Set problem>
Reproduce, word for word, everything in the passage on memory timing latencies from "- CAS latency" down to "and precharge command.".

Extract to read>
::::

There are delays between each of the steps in memory access. These delays are referred to as latencies and expressed as a number of clock cycles. Here's a brief explanation of some of the most common, and important, memory timing parameters that affect access latencies:
- RAS-to-CAS delay (tRCD) — The RAS-to-CAS delay occurs between the time a row is activated and when the first read or write operation is performed.
- CAS latency (CL) — CAS latency refers to the delay between when a read operation is issued and when the data returned by that read is considered valid.
- RAS precharge (tRP) — The RAS precharge is the delay between when a precharge command is issued to close a row and when the next active command can be issued.
- Active-to-precharge delay (tRAS) — This latency actually spans several steps in the memory access process. The active-to-precharge delay refers to the minimum number of cycles that must elapse between an active and precharge command.

::::

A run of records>
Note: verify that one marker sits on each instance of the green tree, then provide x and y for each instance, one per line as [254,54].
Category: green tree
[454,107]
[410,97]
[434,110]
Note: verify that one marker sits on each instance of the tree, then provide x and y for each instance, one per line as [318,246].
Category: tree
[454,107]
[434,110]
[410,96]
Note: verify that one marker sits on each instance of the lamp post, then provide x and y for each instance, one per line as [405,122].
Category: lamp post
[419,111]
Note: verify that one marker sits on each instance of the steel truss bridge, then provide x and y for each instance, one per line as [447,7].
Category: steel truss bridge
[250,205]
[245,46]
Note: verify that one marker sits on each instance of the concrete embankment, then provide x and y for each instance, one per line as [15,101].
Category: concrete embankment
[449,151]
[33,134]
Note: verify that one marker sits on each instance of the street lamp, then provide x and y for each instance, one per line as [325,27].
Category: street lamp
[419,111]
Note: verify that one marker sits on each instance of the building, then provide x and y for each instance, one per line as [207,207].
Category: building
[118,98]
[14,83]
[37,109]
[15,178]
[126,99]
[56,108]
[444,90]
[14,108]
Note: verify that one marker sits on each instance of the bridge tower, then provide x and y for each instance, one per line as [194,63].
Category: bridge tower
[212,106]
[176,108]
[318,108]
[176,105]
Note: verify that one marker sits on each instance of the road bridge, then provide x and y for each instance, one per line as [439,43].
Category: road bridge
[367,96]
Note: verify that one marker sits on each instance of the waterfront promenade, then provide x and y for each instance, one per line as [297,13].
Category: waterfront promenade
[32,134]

::::

Full solution>
- CAS latency (CL) — CAS latency refers to the delay between when a read operation is issued and when the data returned by that read is considered valid.
- RAS precharge (tRP) — The RAS precharge is the delay between when a precharge command is issued to close a row and when the next active command can be issued.
- Active-to-precharge delay (tRAS) — This latency actually spans several steps in the memory access process. The active-to-precharge delay refers to the minimum number of cycles that must elapse between an active and precharge command.